* begin SOURCE *

# Camera found, but not created?

## Midnight Dream

Ok, I hooked up my camera to USB, turned it on, looked at dmesg, and it says that its at sdc1.  So I make a directory, do mount /dev/sdc1 /mnt/camera, and it responds with mount point does not exist.  Wait, what?  I just saw dmesg tell me that it was at sdc1.  So I go and look in /dev, and sure enough, there is no sdc1, nor an sdc.  Whats up?

----------

## nomorecoolnames

You need to create /mnt/camera.

----------

## Midnight Dream

no no, /mnt/camera exists, /dev/sdc1 does not, despite what dmesg says.

----------

## nomorecoolnames

What is the output of lsusb?  If that command does not work then emerge usbutils and try again.

----------

## Midnight Dream

Bus 002 Device 005: ID 04cb:014b Fuji Photo Film Co., Ltd (my camera)

* end SOURCE *

* [BRIEF A]
Condense the paragraph of the forum thread that begins "Ok, I hooked up my camera to USB" into a short bulleted list that keeps its main facts.
* [BRIEF B]
In the records, starting with the line with "Your task is straightforward. Given the image, detect street" and going on through the end of the records, switch "straightforward" to "simple" and give those lines again, leaving the pictures out.
The forum thread above has no connection to the records.

* begin DATASET RECORDS *

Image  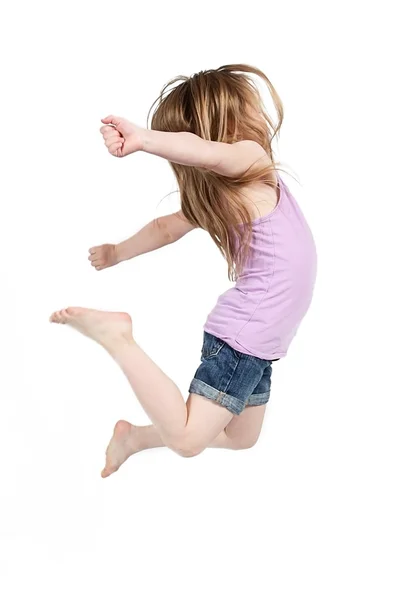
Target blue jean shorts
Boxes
[189,331,272,415]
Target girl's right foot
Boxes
[101,421,142,477]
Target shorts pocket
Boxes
[201,332,225,359]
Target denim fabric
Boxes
[189,331,272,415]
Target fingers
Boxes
[105,138,124,154]
[88,246,108,271]
[101,115,121,127]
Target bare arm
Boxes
[116,211,194,262]
[101,115,270,177]
[88,211,195,271]
[142,129,267,177]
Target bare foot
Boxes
[101,421,141,477]
[49,307,133,349]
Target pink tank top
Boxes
[204,174,317,360]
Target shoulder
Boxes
[212,140,271,177]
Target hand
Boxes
[100,115,145,158]
[88,244,120,271]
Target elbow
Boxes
[154,217,176,246]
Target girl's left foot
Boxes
[49,307,133,350]
[101,421,142,477]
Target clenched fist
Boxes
[100,115,144,158]
[88,244,120,271]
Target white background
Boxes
[0,1,416,600]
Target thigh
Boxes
[185,393,234,448]
[225,404,266,443]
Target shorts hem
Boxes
[247,392,270,406]
[188,378,244,415]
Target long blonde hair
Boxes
[148,64,283,281]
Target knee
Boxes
[234,436,259,450]
[169,435,204,458]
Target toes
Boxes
[101,467,118,478]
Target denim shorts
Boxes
[189,331,272,415]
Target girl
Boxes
[50,64,316,477]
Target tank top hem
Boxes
[204,327,287,360]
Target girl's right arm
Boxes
[88,211,195,271]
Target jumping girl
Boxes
[50,64,316,477]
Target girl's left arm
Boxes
[140,129,268,177]
[101,115,270,177]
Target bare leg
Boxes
[101,405,266,477]
[50,308,233,464]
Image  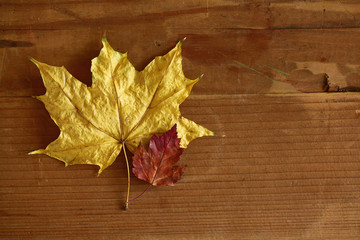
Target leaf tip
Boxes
[28,149,45,155]
[101,35,107,43]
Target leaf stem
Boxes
[122,142,130,210]
[127,184,152,205]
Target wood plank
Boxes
[0,93,360,239]
[0,0,360,30]
[0,27,360,96]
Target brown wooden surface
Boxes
[0,0,360,239]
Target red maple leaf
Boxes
[132,124,186,186]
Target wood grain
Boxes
[0,0,360,240]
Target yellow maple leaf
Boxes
[30,38,214,207]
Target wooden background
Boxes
[0,0,360,239]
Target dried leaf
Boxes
[30,38,214,173]
[132,125,185,186]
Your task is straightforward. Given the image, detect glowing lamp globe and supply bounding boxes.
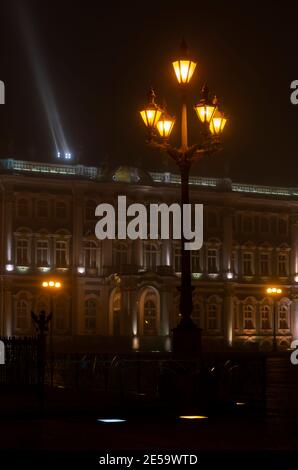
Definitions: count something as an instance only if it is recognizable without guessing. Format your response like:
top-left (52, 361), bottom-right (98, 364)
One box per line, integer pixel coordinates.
top-left (140, 88), bottom-right (162, 128)
top-left (209, 110), bottom-right (227, 135)
top-left (156, 113), bottom-right (175, 139)
top-left (173, 59), bottom-right (197, 85)
top-left (194, 85), bottom-right (217, 124)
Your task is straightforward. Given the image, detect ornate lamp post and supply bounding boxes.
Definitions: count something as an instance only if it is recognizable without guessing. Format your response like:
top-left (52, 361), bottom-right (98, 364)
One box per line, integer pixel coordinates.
top-left (140, 41), bottom-right (227, 354)
top-left (42, 279), bottom-right (62, 386)
top-left (266, 287), bottom-right (283, 351)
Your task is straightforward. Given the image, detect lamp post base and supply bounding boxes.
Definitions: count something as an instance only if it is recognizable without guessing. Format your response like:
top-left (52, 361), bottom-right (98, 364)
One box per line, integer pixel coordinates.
top-left (172, 318), bottom-right (202, 359)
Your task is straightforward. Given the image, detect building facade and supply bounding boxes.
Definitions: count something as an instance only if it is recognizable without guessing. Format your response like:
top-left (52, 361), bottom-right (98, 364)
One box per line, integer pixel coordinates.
top-left (0, 159), bottom-right (298, 350)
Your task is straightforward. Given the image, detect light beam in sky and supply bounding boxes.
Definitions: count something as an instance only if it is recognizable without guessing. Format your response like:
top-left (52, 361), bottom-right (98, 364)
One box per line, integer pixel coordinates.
top-left (19, 2), bottom-right (72, 160)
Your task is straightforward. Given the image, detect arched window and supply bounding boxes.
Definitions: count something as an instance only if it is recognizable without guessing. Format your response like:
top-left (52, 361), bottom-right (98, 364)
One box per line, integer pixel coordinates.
top-left (143, 292), bottom-right (157, 335)
top-left (259, 251), bottom-right (271, 276)
top-left (16, 238), bottom-right (29, 266)
top-left (85, 200), bottom-right (96, 220)
top-left (84, 240), bottom-right (97, 269)
top-left (84, 299), bottom-right (97, 334)
top-left (277, 250), bottom-right (289, 277)
top-left (17, 199), bottom-right (29, 217)
top-left (174, 245), bottom-right (182, 273)
top-left (207, 211), bottom-right (218, 229)
top-left (242, 250), bottom-right (254, 276)
top-left (191, 300), bottom-right (203, 327)
top-left (207, 303), bottom-right (218, 330)
top-left (191, 250), bottom-right (202, 273)
top-left (278, 303), bottom-right (290, 330)
top-left (55, 240), bottom-right (68, 268)
top-left (242, 214), bottom-right (254, 233)
top-left (54, 297), bottom-right (69, 332)
top-left (278, 217), bottom-right (288, 235)
top-left (36, 239), bottom-right (49, 266)
top-left (112, 290), bottom-right (122, 336)
top-left (55, 201), bottom-right (67, 219)
top-left (36, 199), bottom-right (49, 217)
top-left (16, 299), bottom-right (30, 331)
top-left (243, 304), bottom-right (255, 330)
top-left (260, 305), bottom-right (271, 330)
top-left (260, 216), bottom-right (270, 233)
top-left (207, 248), bottom-right (218, 274)
top-left (144, 243), bottom-right (159, 269)
top-left (113, 242), bottom-right (128, 267)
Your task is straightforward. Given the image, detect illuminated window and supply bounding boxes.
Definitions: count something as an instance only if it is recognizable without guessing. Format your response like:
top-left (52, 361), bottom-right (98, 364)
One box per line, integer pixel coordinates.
top-left (17, 199), bottom-right (29, 217)
top-left (277, 253), bottom-right (289, 276)
top-left (113, 242), bottom-right (128, 267)
top-left (143, 292), bottom-right (157, 335)
top-left (207, 211), bottom-right (218, 229)
top-left (260, 253), bottom-right (270, 276)
top-left (84, 240), bottom-right (97, 269)
top-left (242, 215), bottom-right (254, 233)
top-left (260, 305), bottom-right (271, 330)
top-left (260, 217), bottom-right (270, 233)
top-left (85, 201), bottom-right (96, 220)
top-left (36, 200), bottom-right (49, 217)
top-left (190, 250), bottom-right (202, 273)
top-left (36, 240), bottom-right (49, 266)
top-left (233, 301), bottom-right (239, 330)
top-left (278, 304), bottom-right (289, 330)
top-left (174, 245), bottom-right (182, 273)
top-left (231, 250), bottom-right (238, 273)
top-left (56, 240), bottom-right (68, 268)
top-left (16, 238), bottom-right (29, 266)
top-left (243, 305), bottom-right (255, 330)
top-left (16, 300), bottom-right (30, 330)
top-left (191, 300), bottom-right (203, 327)
top-left (144, 243), bottom-right (159, 269)
top-left (207, 303), bottom-right (218, 330)
top-left (278, 218), bottom-right (288, 235)
top-left (55, 201), bottom-right (67, 219)
top-left (54, 298), bottom-right (69, 331)
top-left (242, 252), bottom-right (254, 276)
top-left (85, 299), bottom-right (97, 333)
top-left (207, 248), bottom-right (218, 273)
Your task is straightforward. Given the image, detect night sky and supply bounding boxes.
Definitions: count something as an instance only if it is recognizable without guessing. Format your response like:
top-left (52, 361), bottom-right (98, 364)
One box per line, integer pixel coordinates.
top-left (0, 0), bottom-right (298, 186)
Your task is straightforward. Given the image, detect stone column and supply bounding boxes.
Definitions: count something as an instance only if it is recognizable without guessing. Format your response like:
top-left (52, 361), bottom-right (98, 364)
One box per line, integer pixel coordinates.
top-left (101, 238), bottom-right (113, 274)
top-left (223, 285), bottom-right (234, 346)
top-left (222, 208), bottom-right (235, 274)
top-left (3, 191), bottom-right (14, 264)
top-left (4, 282), bottom-right (13, 336)
top-left (161, 240), bottom-right (173, 266)
top-left (290, 215), bottom-right (298, 278)
top-left (291, 293), bottom-right (298, 340)
top-left (131, 238), bottom-right (144, 268)
top-left (72, 190), bottom-right (84, 273)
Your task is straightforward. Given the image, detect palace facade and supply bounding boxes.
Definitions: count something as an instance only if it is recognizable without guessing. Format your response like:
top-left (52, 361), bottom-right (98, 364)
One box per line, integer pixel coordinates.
top-left (0, 159), bottom-right (298, 351)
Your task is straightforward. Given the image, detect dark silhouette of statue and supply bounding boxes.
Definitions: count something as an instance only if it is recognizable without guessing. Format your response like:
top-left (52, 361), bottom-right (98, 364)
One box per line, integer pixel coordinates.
top-left (31, 310), bottom-right (53, 335)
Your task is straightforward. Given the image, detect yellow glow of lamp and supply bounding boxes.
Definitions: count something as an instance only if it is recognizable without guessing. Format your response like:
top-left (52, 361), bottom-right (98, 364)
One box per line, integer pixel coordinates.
top-left (173, 59), bottom-right (197, 84)
top-left (266, 287), bottom-right (282, 294)
top-left (156, 113), bottom-right (175, 139)
top-left (209, 110), bottom-right (227, 135)
top-left (140, 88), bottom-right (162, 128)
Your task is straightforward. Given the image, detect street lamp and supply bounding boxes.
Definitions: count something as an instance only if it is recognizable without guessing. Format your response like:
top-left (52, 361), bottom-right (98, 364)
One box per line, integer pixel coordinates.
top-left (42, 279), bottom-right (62, 386)
top-left (266, 287), bottom-right (283, 351)
top-left (140, 41), bottom-right (226, 355)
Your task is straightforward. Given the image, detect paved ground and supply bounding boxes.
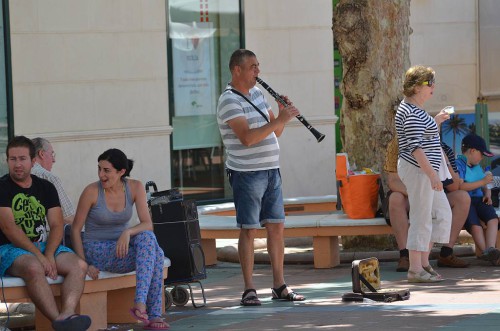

* end DATASET RECORDS *

* [EXERCISE RESULT A]
- The camera was connected by USB and switched on, and dmesg reported it at sdc1.
- A directory was made and the command mount /dev/sdc1 /mnt/camera was run.
- The command responded that the mount point does not exist.
- A check of /dev showed neither sdc1 nor sdc.
- The poster asks what is going on.

* [EXERCISE RESULT B]
Your task is simple. Given the image, detect street lamp and supply bounding boxes.
Definitions: count something as an instance only if it is recognizable without guessing. Format your response like:
top-left (52, 361), bottom-right (98, 364)
One box per line, integer pixel coordinates.
top-left (42, 279), bottom-right (62, 386)
top-left (266, 287), bottom-right (283, 351)
top-left (140, 41), bottom-right (226, 355)
Your task is simple. Given the image, detect paved ground and supply bounding boxes.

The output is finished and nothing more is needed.